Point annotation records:
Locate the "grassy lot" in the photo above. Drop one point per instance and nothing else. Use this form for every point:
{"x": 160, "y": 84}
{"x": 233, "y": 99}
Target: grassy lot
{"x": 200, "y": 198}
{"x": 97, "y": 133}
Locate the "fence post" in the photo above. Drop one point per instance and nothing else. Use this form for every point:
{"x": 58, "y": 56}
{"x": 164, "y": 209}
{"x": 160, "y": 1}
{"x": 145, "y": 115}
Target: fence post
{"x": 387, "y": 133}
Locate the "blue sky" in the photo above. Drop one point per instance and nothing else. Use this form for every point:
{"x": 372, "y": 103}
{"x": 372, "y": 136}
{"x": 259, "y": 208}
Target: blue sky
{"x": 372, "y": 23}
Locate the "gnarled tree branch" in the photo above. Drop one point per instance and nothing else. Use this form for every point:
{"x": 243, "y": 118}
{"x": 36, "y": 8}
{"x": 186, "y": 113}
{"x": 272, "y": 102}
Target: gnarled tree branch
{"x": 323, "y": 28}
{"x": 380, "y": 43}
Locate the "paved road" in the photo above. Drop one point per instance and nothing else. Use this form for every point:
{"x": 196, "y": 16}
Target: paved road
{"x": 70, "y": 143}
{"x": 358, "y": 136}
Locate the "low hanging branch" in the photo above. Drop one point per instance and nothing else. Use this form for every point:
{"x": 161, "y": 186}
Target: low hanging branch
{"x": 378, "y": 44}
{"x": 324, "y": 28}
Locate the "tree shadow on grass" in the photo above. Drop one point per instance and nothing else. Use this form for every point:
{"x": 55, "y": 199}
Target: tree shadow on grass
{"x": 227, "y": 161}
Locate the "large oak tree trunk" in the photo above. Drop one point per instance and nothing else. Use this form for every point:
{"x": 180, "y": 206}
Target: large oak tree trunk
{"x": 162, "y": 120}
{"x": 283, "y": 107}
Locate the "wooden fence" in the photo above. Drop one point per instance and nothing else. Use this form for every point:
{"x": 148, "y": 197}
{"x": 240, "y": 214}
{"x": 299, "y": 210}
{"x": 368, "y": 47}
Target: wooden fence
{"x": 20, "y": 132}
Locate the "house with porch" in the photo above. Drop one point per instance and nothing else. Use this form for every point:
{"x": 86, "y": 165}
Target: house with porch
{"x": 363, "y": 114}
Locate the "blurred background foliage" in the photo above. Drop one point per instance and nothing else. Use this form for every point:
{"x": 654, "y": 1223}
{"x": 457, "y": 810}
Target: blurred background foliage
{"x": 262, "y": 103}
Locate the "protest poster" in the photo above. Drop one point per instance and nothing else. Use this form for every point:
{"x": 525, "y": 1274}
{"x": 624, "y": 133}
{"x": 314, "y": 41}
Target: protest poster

Problem details:
Would you reproduce all the entries exactly?

Task result:
Locate the "grassy lot" in the photo above. Drop one point per instance and nothing else. Use this form for every point:
{"x": 160, "y": 84}
{"x": 233, "y": 99}
Target: grassy lot
{"x": 200, "y": 198}
{"x": 97, "y": 133}
Locate the "fence post" in the photo above. Drop one point per instance and nothing else. Use this form for every point:
{"x": 58, "y": 56}
{"x": 164, "y": 209}
{"x": 160, "y": 1}
{"x": 145, "y": 115}
Target: fence post
{"x": 387, "y": 133}
Locate the "blue sky" in the photo above. Drop one point per instance and nothing else. Use this form for every point:
{"x": 372, "y": 103}
{"x": 372, "y": 136}
{"x": 259, "y": 208}
Target: blue sky
{"x": 372, "y": 23}
Locate the "gnarled tree branch" in the photo above. Drop one point per instance and nothing else. Use this form for every point:
{"x": 243, "y": 118}
{"x": 36, "y": 8}
{"x": 186, "y": 113}
{"x": 272, "y": 102}
Target: gnarled tree branch
{"x": 323, "y": 28}
{"x": 380, "y": 43}
Locate the "paved road" in the photo above. Drop one point per instance and nothing else. Use this form for every point:
{"x": 196, "y": 16}
Target: paved road
{"x": 70, "y": 143}
{"x": 358, "y": 136}
Locate the "low hanging branch" in the photo above. Drop one point per instance and nothing else. Use this form for every point:
{"x": 161, "y": 186}
Target: low hanging branch
{"x": 378, "y": 44}
{"x": 324, "y": 28}
Locate the "tree shadow on grass" in the photo above. Drop one point per instance and nothing else. Use this form for every point:
{"x": 55, "y": 199}
Target: tree shadow on grass
{"x": 227, "y": 161}
Locate the "large oak tree trunk" in the photo above. Drop one point per instance and nothing else. Use this form for every point:
{"x": 180, "y": 206}
Target: large oak tree trunk
{"x": 162, "y": 120}
{"x": 283, "y": 107}
Locate the "wooden fence" in the photo above. Drop one point per instance and nothing else. Use this form for every point:
{"x": 148, "y": 197}
{"x": 240, "y": 214}
{"x": 299, "y": 210}
{"x": 368, "y": 47}
Target: wooden fence
{"x": 20, "y": 132}
Locate the "house with porch" in the photo above. Drop one point per instance and nothing else. Use this form for every point:
{"x": 86, "y": 165}
Target: house with porch
{"x": 363, "y": 114}
Locate the "blurred background foliage" in the photo above. Drop one point per instance and nothing else. Use this form for every point:
{"x": 654, "y": 1223}
{"x": 457, "y": 810}
Target: blurred background foliage
{"x": 262, "y": 103}
Locate the "protest poster" in the photo above. Drop one point per instance and nothing else. Use this form for every point:
{"x": 525, "y": 1274}
{"x": 624, "y": 133}
{"x": 314, "y": 41}
Target: protest poster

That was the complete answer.